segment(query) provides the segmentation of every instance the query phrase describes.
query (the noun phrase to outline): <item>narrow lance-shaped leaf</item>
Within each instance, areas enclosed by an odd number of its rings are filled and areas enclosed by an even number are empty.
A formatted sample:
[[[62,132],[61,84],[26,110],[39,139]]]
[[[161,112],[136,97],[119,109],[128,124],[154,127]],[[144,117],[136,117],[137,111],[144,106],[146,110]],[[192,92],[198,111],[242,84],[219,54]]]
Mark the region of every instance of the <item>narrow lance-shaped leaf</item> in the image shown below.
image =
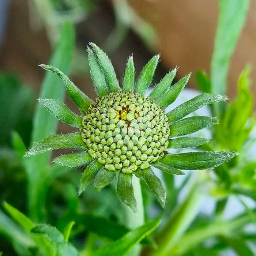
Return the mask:
[[[157,101],[156,103],[161,107],[167,108],[177,98],[188,83],[191,73],[180,79]]]
[[[143,68],[135,84],[136,92],[144,95],[153,78],[159,55],[154,56]]]
[[[105,77],[99,63],[93,51],[89,47],[87,47],[87,52],[88,53],[91,76],[93,84],[97,95],[101,97],[108,94],[108,86],[106,83]]]
[[[216,167],[237,155],[236,152],[188,152],[166,154],[161,162],[174,168],[203,170]]]
[[[113,93],[121,90],[113,65],[107,54],[95,44],[91,43],[90,45],[97,55],[105,79],[108,84],[109,91]]]
[[[117,241],[100,248],[91,256],[125,256],[137,243],[154,230],[159,222],[159,220],[153,221],[130,231]]]
[[[116,172],[102,169],[94,180],[94,185],[95,189],[100,191],[102,188],[109,185],[115,177]]]
[[[136,212],[137,211],[137,203],[132,185],[132,174],[119,173],[117,192],[119,199]]]
[[[68,167],[77,167],[86,165],[93,158],[87,152],[80,154],[71,154],[56,157],[54,162],[56,163]]]
[[[86,187],[91,183],[98,172],[103,167],[97,160],[92,162],[84,171],[80,179],[78,194],[80,195],[85,190]]]
[[[168,113],[169,121],[173,123],[186,116],[202,107],[214,102],[223,101],[227,98],[222,95],[203,94],[180,105]]]
[[[216,124],[218,121],[218,119],[215,117],[200,116],[181,119],[171,125],[170,137],[177,137],[192,133]]]
[[[176,75],[177,68],[175,68],[170,71],[157,84],[154,90],[148,96],[150,101],[155,101],[161,98],[168,90]]]
[[[79,148],[84,145],[79,132],[50,135],[31,147],[24,156],[27,157],[54,149]]]
[[[168,147],[172,148],[196,147],[208,143],[210,140],[208,139],[200,137],[181,137],[170,140]]]
[[[58,68],[44,64],[40,64],[39,66],[45,70],[53,72],[59,76],[63,80],[70,98],[77,106],[81,113],[86,113],[86,109],[90,107],[92,102],[90,99],[81,91],[69,79],[67,76]]]
[[[135,70],[132,56],[128,59],[123,79],[123,89],[124,91],[131,91],[134,86]]]
[[[53,99],[39,99],[38,101],[60,121],[74,127],[82,125],[82,117],[73,113],[64,103]]]

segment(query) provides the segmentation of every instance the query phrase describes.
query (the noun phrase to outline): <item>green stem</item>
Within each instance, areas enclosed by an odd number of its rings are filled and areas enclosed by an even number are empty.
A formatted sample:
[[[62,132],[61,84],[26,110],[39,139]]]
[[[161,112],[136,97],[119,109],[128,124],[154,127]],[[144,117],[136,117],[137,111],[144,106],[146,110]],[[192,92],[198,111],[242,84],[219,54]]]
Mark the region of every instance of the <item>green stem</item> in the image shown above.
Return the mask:
[[[140,180],[135,175],[133,176],[133,184],[134,196],[137,202],[137,212],[135,213],[132,209],[124,204],[122,204],[123,219],[121,224],[131,229],[139,227],[144,224],[144,207],[141,192]],[[127,256],[137,256],[140,255],[141,249],[140,244],[136,245],[131,250]]]

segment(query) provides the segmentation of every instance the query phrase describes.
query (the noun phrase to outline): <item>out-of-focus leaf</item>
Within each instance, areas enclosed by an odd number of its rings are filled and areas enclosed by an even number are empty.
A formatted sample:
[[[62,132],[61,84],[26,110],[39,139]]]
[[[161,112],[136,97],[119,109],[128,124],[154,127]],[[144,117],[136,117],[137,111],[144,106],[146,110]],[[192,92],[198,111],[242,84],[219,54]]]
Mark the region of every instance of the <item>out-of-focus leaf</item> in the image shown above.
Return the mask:
[[[137,242],[154,230],[159,222],[158,220],[154,221],[130,231],[117,241],[100,248],[91,256],[125,256]]]

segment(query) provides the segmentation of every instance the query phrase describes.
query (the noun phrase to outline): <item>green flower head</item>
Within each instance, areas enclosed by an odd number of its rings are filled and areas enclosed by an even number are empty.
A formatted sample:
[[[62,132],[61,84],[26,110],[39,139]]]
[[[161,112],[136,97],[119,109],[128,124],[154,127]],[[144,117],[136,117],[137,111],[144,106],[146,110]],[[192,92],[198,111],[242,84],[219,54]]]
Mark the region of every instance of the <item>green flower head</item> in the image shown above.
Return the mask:
[[[208,139],[187,135],[216,124],[216,118],[186,117],[206,105],[225,101],[226,97],[202,94],[167,113],[166,108],[183,89],[190,74],[171,86],[176,69],[171,71],[147,97],[145,94],[151,82],[159,55],[146,64],[136,82],[132,57],[130,57],[121,87],[108,56],[94,44],[90,46],[87,48],[89,63],[98,95],[94,101],[57,68],[40,65],[63,79],[68,94],[81,114],[75,114],[65,105],[55,100],[39,99],[54,116],[77,128],[78,131],[50,135],[31,148],[25,156],[58,148],[82,149],[82,153],[61,155],[54,160],[70,167],[86,166],[79,193],[92,181],[95,189],[100,190],[117,175],[118,197],[136,211],[133,174],[144,180],[164,207],[166,192],[152,167],[172,174],[184,174],[180,169],[213,167],[236,155],[235,153],[205,151],[173,154],[166,150],[196,147],[207,143]]]

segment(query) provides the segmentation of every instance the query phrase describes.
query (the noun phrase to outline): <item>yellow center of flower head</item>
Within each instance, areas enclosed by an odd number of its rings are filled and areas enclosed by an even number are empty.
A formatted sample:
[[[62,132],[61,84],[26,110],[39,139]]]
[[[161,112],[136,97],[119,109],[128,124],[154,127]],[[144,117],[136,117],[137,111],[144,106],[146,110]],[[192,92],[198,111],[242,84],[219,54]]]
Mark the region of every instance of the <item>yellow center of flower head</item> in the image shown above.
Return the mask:
[[[93,158],[110,171],[131,173],[161,158],[168,144],[168,118],[140,94],[97,98],[83,118],[82,138]]]

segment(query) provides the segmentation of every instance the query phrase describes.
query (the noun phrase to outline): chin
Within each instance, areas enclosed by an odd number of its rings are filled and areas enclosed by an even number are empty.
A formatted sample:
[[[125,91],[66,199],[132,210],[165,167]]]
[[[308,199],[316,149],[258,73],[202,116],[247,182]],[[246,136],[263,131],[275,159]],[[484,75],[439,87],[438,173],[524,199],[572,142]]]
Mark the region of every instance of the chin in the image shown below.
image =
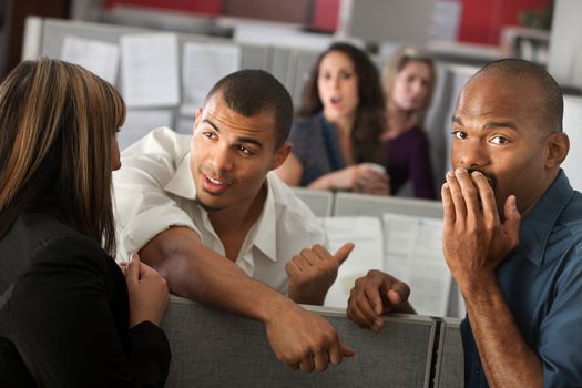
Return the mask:
[[[207,213],[218,212],[218,211],[222,211],[223,208],[226,207],[226,206],[224,206],[224,205],[216,204],[216,203],[210,203],[210,202],[204,201],[204,200],[201,200],[201,198],[196,198],[196,202],[197,202],[198,205],[200,205],[202,208],[204,208]]]

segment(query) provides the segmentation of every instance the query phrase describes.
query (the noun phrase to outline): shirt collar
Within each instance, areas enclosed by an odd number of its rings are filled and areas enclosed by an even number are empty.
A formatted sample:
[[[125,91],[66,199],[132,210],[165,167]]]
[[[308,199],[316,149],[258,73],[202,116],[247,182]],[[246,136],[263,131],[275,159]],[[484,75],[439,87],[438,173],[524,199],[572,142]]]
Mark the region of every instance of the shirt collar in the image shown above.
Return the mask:
[[[267,198],[263,212],[255,224],[254,245],[272,262],[277,261],[277,214],[275,207],[275,192],[273,191],[273,172],[267,174]]]
[[[196,185],[192,176],[190,159],[191,153],[188,152],[177,165],[174,176],[167,182],[164,190],[187,200],[196,200]]]
[[[570,181],[560,169],[558,177],[538,204],[521,222],[518,253],[535,265],[541,265],[548,239],[560,214],[574,195]]]

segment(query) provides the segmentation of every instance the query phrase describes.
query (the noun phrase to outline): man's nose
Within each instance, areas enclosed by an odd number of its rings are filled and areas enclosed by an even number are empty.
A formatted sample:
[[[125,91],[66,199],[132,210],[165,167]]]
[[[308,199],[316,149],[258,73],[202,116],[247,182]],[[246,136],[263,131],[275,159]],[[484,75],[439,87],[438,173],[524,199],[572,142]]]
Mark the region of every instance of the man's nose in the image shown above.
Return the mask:
[[[212,154],[212,165],[217,172],[232,171],[234,163],[229,147],[216,147]]]

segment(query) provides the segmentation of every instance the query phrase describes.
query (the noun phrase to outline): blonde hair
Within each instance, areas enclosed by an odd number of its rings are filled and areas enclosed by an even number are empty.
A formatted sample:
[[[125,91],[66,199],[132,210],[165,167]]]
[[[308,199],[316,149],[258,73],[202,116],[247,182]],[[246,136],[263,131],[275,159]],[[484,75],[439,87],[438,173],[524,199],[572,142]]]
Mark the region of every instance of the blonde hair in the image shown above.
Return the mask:
[[[432,92],[435,91],[435,83],[436,83],[436,78],[437,78],[437,74],[435,71],[435,62],[432,58],[430,58],[428,54],[412,47],[405,47],[400,49],[390,59],[390,61],[384,67],[382,74],[381,74],[384,96],[386,100],[386,106],[387,109],[389,109],[390,102],[391,102],[390,95],[394,90],[396,76],[410,62],[422,62],[422,63],[428,64],[430,68],[430,80],[429,80],[427,99],[425,100],[425,103],[417,111],[412,112],[411,118],[410,118],[413,125],[423,126],[425,116],[427,114],[428,109],[430,108],[430,103],[432,102]]]
[[[40,59],[0,85],[0,238],[24,212],[48,212],[115,248],[111,145],[119,92],[88,70]]]

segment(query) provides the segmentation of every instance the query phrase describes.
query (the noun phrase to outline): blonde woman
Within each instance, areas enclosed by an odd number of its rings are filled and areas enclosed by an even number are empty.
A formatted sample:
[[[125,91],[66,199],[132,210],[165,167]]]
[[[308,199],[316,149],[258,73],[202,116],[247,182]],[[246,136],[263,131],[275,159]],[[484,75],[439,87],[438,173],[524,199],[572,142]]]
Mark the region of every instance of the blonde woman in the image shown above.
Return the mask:
[[[387,121],[381,139],[394,194],[410,182],[415,197],[436,197],[430,144],[422,129],[435,78],[432,59],[413,48],[397,52],[382,71]]]
[[[125,105],[81,67],[41,59],[0,85],[0,381],[162,387],[162,277],[122,273],[111,174]]]

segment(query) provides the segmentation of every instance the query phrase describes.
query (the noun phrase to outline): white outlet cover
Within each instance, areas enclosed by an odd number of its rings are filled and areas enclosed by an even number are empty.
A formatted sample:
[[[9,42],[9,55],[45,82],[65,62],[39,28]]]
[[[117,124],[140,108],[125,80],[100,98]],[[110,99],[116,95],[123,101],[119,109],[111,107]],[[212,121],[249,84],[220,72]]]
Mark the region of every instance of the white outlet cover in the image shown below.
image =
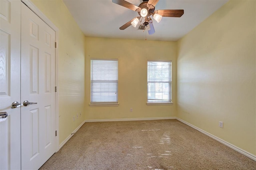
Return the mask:
[[[221,122],[220,121],[219,122],[219,127],[222,128],[223,128],[223,122]]]

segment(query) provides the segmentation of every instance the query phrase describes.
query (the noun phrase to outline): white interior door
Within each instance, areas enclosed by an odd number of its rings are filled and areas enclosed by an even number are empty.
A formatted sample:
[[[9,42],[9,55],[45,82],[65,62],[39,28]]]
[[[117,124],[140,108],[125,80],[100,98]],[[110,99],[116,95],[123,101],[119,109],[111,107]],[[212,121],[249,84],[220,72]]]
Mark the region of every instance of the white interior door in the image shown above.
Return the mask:
[[[39,168],[55,152],[55,32],[21,5],[21,168]]]
[[[0,169],[20,168],[20,5],[0,0]],[[4,114],[4,113],[2,113]]]

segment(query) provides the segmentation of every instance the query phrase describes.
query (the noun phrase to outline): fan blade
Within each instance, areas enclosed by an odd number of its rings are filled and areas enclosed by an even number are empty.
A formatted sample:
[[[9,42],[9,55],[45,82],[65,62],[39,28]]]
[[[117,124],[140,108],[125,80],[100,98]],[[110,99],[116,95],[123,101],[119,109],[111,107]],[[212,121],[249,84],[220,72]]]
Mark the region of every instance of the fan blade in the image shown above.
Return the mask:
[[[126,23],[125,24],[124,24],[124,25],[122,26],[121,27],[120,27],[119,28],[119,29],[120,30],[124,30],[128,28],[130,26],[132,25],[132,22],[136,18],[138,18],[138,19],[139,19],[139,18],[140,17],[137,17],[134,18],[132,19],[130,21],[128,21],[128,22],[127,22],[127,23]]]
[[[150,29],[148,31],[148,34],[152,35],[156,32],[155,31],[155,28],[154,28],[153,23],[149,23],[149,26],[150,27]]]
[[[147,6],[149,9],[154,8],[159,0],[149,0],[147,4]]]
[[[180,17],[184,14],[183,10],[157,10],[154,14],[158,14],[163,17]]]
[[[124,6],[127,8],[137,12],[139,12],[141,10],[141,8],[138,6],[137,6],[124,0],[112,0],[112,2],[121,5],[121,6]]]

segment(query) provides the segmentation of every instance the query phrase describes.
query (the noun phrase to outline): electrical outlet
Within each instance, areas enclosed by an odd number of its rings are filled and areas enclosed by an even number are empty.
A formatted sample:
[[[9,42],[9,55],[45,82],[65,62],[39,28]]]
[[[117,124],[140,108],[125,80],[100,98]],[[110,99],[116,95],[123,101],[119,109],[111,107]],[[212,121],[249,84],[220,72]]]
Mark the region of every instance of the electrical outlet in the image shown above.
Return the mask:
[[[219,122],[219,127],[222,128],[223,128],[223,122],[221,122],[220,121]]]

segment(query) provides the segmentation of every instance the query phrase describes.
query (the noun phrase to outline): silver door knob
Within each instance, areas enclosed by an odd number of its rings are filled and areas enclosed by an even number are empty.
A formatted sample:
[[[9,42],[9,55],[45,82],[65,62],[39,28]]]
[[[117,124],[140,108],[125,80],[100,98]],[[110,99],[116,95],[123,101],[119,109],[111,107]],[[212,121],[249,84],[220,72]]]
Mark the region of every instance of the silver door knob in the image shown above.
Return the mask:
[[[35,105],[37,104],[37,103],[36,102],[30,102],[27,100],[25,100],[23,102],[23,105],[24,106],[27,106],[29,105]]]
[[[14,101],[12,104],[12,107],[11,107],[11,109],[14,109],[16,107],[20,107],[21,106],[22,106],[23,104],[22,103],[19,103],[19,102],[18,101]]]

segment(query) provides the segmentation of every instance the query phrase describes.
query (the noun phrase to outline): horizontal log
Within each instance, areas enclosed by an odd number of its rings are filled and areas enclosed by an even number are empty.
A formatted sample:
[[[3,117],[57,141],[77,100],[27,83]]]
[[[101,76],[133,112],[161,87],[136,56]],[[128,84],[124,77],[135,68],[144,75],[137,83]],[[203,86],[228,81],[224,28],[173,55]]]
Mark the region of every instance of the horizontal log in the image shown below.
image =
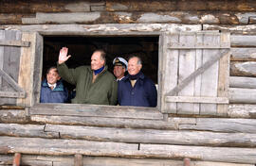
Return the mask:
[[[164,32],[200,31],[201,25],[106,24],[106,25],[0,25],[0,29],[35,31],[42,35],[160,35]],[[150,32],[150,33],[149,33]]]
[[[121,128],[155,128],[155,129],[177,129],[174,124],[162,120],[124,119],[124,118],[102,118],[102,117],[78,117],[78,116],[52,116],[31,115],[34,123],[66,124],[66,125],[88,125],[108,126]]]
[[[247,106],[247,105],[246,105]],[[244,107],[246,107],[244,106]],[[230,112],[237,110],[239,105],[230,108]],[[250,107],[247,107],[248,114]],[[235,110],[234,110],[235,109]],[[255,110],[255,109],[254,109]],[[251,111],[254,111],[253,109]],[[244,110],[243,110],[244,111]],[[229,112],[229,114],[231,114]],[[234,113],[236,118],[238,113]],[[240,115],[247,117],[249,115]],[[252,118],[254,115],[251,115]],[[155,120],[129,120],[118,118],[101,118],[101,117],[69,117],[69,116],[31,116],[32,122],[54,124],[75,124],[89,126],[109,126],[121,128],[148,128],[148,129],[169,129],[169,130],[199,130],[227,133],[256,133],[256,120],[254,119],[230,119],[230,118],[169,118],[167,121]]]
[[[251,34],[256,35],[256,26],[254,25],[203,25],[203,30],[220,30],[228,31],[231,34]],[[232,43],[231,43],[232,44]]]
[[[79,104],[38,104],[29,109],[30,115],[89,116],[133,119],[163,119],[154,108],[93,106]]]
[[[22,42],[22,41],[1,41],[0,40],[0,45],[29,47],[30,42]]]
[[[183,146],[164,144],[117,143],[75,140],[54,140],[35,138],[0,137],[0,143],[11,147],[9,153],[34,155],[74,155],[85,156],[185,158],[203,161],[236,162],[254,164],[254,148],[228,148],[207,146]]]
[[[256,46],[255,35],[231,35],[231,46]]]
[[[27,109],[1,109],[1,123],[18,123],[26,124],[29,122],[28,112]]]
[[[183,121],[183,118],[170,118],[169,121]],[[188,120],[186,120],[188,121]],[[213,131],[225,133],[256,133],[256,119],[196,118],[192,124],[179,124],[179,130]]]
[[[61,139],[73,140],[199,146],[256,147],[256,134],[246,133],[213,133],[53,124],[46,124],[46,131],[60,133]]]
[[[256,89],[256,78],[244,77],[244,76],[230,76],[229,87],[230,88]]]
[[[256,118],[256,105],[229,105],[228,110],[231,118]]]
[[[59,138],[58,132],[46,132],[45,124],[0,124],[1,136]]]
[[[255,104],[256,90],[230,88],[229,92],[229,103]]]
[[[0,155],[1,164],[11,165],[12,156]],[[181,166],[182,160],[173,159],[148,159],[148,158],[101,158],[101,157],[83,157],[83,163],[89,166]],[[210,161],[191,161],[193,166],[254,166],[254,164],[239,164],[227,162],[210,162]],[[70,166],[74,164],[72,156],[32,156],[23,155],[22,165],[33,166]]]
[[[231,48],[231,61],[255,61],[256,48]]]
[[[250,163],[256,161],[255,149],[249,148],[226,148],[226,147],[206,147],[206,146],[179,146],[179,145],[159,145],[140,144],[140,153],[147,158],[185,158],[200,159],[208,161],[223,161]]]
[[[256,76],[256,61],[231,61],[231,76]]]

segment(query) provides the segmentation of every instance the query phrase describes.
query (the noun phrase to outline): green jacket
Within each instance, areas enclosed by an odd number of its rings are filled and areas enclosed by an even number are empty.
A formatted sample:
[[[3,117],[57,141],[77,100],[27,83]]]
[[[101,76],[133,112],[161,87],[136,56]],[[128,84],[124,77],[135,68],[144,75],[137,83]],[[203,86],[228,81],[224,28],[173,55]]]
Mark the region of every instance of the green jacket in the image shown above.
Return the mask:
[[[107,66],[92,83],[93,71],[90,66],[68,69],[65,63],[58,64],[60,75],[76,86],[76,97],[72,103],[116,105],[118,101],[118,83],[115,76],[107,71]]]

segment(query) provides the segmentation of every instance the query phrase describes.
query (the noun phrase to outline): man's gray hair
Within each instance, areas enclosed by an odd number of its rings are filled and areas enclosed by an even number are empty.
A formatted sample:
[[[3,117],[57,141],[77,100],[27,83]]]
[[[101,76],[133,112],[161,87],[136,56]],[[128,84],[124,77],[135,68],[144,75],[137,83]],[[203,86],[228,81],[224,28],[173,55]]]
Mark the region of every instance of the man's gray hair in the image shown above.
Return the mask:
[[[137,64],[142,64],[142,60],[141,60],[140,57],[138,57],[138,56],[131,56],[131,57],[129,57],[128,61],[133,58],[137,58]]]

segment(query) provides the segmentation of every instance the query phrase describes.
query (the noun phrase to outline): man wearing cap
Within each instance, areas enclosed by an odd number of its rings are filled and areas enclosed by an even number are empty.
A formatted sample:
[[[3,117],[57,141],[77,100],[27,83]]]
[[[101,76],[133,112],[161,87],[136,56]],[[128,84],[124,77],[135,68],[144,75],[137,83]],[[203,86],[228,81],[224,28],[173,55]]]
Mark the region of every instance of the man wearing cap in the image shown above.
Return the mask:
[[[140,71],[142,61],[138,57],[128,60],[128,75],[119,83],[120,106],[156,107],[157,91],[154,82]]]
[[[127,61],[122,58],[116,58],[113,60],[114,70],[113,73],[117,78],[117,81],[120,81],[124,78],[124,74],[127,71]]]
[[[76,97],[71,100],[77,104],[116,105],[118,100],[118,83],[115,76],[107,71],[105,53],[96,50],[91,56],[91,66],[80,66],[68,69],[65,61],[67,48],[60,50],[57,68],[60,75],[76,86]]]

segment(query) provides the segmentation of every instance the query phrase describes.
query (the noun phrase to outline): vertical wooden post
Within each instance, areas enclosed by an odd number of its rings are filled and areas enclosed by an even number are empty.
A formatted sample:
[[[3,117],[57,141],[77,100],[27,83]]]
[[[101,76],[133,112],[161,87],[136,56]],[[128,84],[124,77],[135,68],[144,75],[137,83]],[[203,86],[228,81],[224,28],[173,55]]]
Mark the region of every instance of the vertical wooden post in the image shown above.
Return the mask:
[[[21,162],[21,154],[15,153],[12,166],[19,166]]]
[[[82,155],[76,154],[74,158],[74,166],[82,166]]]
[[[185,158],[183,159],[183,161],[184,161],[183,166],[191,166],[191,159],[190,159],[190,158]]]

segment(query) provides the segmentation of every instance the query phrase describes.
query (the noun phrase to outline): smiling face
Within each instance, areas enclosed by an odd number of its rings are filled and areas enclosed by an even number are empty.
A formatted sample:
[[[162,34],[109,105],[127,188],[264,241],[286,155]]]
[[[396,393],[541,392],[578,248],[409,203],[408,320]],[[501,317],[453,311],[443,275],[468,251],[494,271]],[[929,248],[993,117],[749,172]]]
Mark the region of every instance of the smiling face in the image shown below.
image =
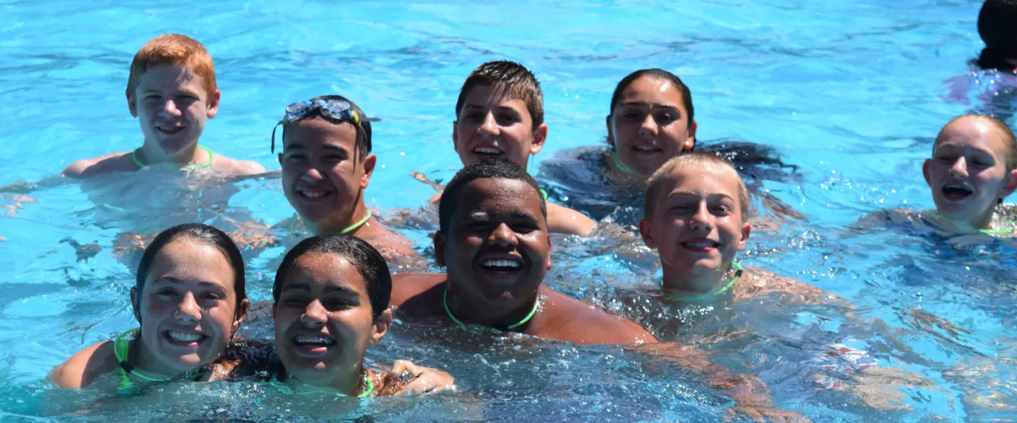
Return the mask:
[[[607,142],[618,159],[650,175],[668,159],[692,149],[696,123],[689,122],[681,91],[670,81],[643,76],[626,86],[607,118]]]
[[[447,233],[434,239],[438,266],[478,308],[511,310],[531,299],[551,268],[540,193],[524,181],[478,179],[459,195]]]
[[[283,192],[311,227],[341,230],[354,216],[371,181],[377,157],[357,157],[353,124],[320,118],[287,124],[283,152]],[[316,232],[320,230],[315,230]]]
[[[685,165],[664,184],[652,216],[640,221],[640,232],[660,254],[665,275],[696,279],[726,271],[751,231],[741,220],[738,174],[712,164]]]
[[[948,219],[988,227],[998,201],[1013,193],[1017,172],[1007,170],[1007,140],[988,121],[959,118],[936,139],[922,166],[936,209]]]
[[[504,157],[526,168],[530,155],[540,152],[547,138],[547,125],[533,128],[525,101],[490,85],[470,90],[453,125],[453,143],[464,165]]]
[[[364,279],[347,259],[308,253],[288,271],[273,308],[279,358],[305,383],[347,391],[359,381],[367,347],[384,337],[388,312],[374,321]]]
[[[233,284],[233,269],[215,246],[187,237],[163,246],[141,292],[131,289],[144,346],[138,367],[172,374],[212,363],[243,320]],[[239,306],[246,311],[247,299]]]
[[[186,66],[156,65],[141,74],[127,103],[145,142],[174,156],[197,145],[204,120],[219,111],[219,90],[206,92],[201,78]]]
········
Problem description:
Show each line of the material above that contains the string "blade", treating uppercase and lowercase as different.

Exercise answer:
query (the noun phrase to outline): fan blade
Mark the region of every instance of the fan blade in the image shown above.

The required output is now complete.